[About this task]:
Print the lines below exactly, beginning with the one that contains "the front wheel" and stopping after the last line.

== Segment start ==

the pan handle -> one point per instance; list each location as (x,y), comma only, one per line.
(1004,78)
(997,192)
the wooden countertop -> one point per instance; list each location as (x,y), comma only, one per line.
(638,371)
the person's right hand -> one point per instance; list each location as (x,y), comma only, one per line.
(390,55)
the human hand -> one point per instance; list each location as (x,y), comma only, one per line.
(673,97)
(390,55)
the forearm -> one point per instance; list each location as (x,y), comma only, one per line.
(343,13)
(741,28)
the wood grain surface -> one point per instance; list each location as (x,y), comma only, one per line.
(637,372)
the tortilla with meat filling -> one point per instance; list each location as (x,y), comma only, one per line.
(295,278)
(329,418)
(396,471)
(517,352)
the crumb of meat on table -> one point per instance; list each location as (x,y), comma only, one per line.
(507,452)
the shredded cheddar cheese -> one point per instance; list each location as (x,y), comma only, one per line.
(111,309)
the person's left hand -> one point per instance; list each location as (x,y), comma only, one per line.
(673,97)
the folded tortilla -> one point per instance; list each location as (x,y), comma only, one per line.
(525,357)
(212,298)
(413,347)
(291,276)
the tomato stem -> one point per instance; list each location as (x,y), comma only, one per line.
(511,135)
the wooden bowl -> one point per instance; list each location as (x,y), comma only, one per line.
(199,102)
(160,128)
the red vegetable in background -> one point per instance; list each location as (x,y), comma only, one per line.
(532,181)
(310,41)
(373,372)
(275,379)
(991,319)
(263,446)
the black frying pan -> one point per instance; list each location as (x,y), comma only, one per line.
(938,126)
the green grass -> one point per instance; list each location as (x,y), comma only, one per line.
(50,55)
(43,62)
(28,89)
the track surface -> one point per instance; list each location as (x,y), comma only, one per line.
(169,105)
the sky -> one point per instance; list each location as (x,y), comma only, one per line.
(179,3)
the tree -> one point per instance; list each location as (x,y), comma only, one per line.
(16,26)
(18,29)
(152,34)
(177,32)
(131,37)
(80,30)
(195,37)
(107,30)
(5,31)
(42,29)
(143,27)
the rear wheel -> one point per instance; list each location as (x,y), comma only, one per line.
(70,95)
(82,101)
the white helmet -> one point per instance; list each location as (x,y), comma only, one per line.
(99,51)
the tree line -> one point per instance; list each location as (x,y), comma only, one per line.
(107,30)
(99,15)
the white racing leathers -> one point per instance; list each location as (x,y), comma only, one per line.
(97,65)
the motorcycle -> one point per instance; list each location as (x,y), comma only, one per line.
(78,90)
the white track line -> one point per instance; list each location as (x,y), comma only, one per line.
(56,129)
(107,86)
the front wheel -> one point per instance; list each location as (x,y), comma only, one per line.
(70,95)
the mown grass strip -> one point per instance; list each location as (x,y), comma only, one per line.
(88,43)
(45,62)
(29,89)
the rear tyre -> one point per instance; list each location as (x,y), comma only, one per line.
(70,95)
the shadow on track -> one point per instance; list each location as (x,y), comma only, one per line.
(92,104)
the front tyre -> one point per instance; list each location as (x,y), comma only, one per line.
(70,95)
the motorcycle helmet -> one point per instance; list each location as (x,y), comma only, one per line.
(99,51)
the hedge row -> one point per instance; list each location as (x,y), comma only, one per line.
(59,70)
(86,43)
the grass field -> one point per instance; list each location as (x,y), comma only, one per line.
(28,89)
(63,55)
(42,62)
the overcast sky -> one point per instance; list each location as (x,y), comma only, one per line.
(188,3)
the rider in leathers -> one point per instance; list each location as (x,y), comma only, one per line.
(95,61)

== Segment end ==

[The answer]:
the front wheel -> one point per instance; list each location as (x,y), comma only, one per line.
(70,95)
the mown grass strip -> one point per instance; list each location as (x,y), comma only, one per line.
(88,43)
(45,62)
(29,89)
the rear tyre -> one point per instance; list each location as (x,y), comma only, one per line.
(70,95)
the shadow on track -> one point per instance; list each location as (x,y), comma only, one per line.
(92,104)
the front tyre -> one point per instance; list each location as (x,y), comma only, one per line.
(70,95)
the motorcycle helmet -> one point per instance; list each location as (x,y), comma only, one per line.
(99,51)
the hedge row -> one point per instance; list each location as (x,y), comma only, one per line.
(59,70)
(86,43)
the grass field -> one point per instance; list each location as (x,y), comma only, one per line.
(28,89)
(63,55)
(42,62)
the overcast sky -> one point per instance; list each location as (x,y), comma only, one per line.
(188,3)
the rider in leathers -> one point per instance; list each location as (x,y), comma only, one per line.
(95,61)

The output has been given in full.